TRECHO:
Relatório sobre eleição expõe fragilidades das chefias militares
Documento mostra necessidade de revisão da estrutura e comprova debilidades institucionais, como a do papel de militar como "moderador" na política
É singular o relatório divulgado ontem pelo ministro da Defesa, Paulo Sérgio Nogueira de Oliveira, sobre o sistema eletrônico de votação.
Na essência, atesta a necessidade de mudanças fundamentais nas Forças Armadas.
Demonstra a premência na revisão da formação educacional, da estrutura e dos critérios de ascensão na carreira militar.
Comprova, sobretudo, a permanência de fragilidades institucionais, abstraídas pelo poder civil desde a redemocratização, por atribuir à caserna o papel de “moderador” na política interna.
O ministro da Defesa apresentou ao Tribunal Superior Eleitoral um relatório de 63 páginas (65% são de anexos) sobre as urnas eletrônica e os resultados eleitorais.
O texto é quase um épico do negativismo: a palavra “não” é repetida 49 vezes em 22 primeiras páginas antes de uma afirmativa — a mesma de auditorias já realizadas por organismos independentes nacionais e estrangeiros: estão corretos os resultados da eleição anunciados pelo TSE.

VERIFIQUE SUA COMPREENSÃO:
#1 Transcreva do trecho a passagem que vai de "Relatório sobre eleição" até "na política interna.", inclusive.
#2 Segundo o trecho, quantas vezes a palavra "não" aparece no relatório antes da primeira afirmativa?

ENTRADAS FORNECIDAS:
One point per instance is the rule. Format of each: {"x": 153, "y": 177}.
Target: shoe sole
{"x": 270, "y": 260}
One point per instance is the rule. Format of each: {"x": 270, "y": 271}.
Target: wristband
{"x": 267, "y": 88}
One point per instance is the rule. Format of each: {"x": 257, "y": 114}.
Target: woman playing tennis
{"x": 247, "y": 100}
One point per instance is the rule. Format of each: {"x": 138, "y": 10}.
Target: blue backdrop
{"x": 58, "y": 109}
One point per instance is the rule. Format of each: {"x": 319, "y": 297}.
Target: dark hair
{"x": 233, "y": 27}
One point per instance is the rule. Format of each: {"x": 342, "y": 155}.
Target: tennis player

RESPOSTAS POR TAREFA:
#1
Relatório sobre eleição expõe fragilidades das chefias militares
Documento mostra necessidade de revisão da estrutura e comprova debilidades institucionais, como a do papel de militar como "moderador" na política
É singular o relatório divulgado ontem pelo ministro da Defesa, Paulo Sérgio Nogueira de Oliveira, sobre o sistema eletrônico de votação.
Na essência, atesta a necessidade de mudanças fundamentais nas Forças Armadas.
Demonstra a premência na revisão da formação educacional, da estrutura e dos critérios de ascensão na carreira militar.
Comprova, sobretudo, a permanência de fragilidades institucionais, abstraídas pelo poder civil desde a redemocratização, por atribuir à caserna o papel de “moderador” na política interna.

#2 A palavra "não" aparece 49 vezes nas 22 primeiras páginas.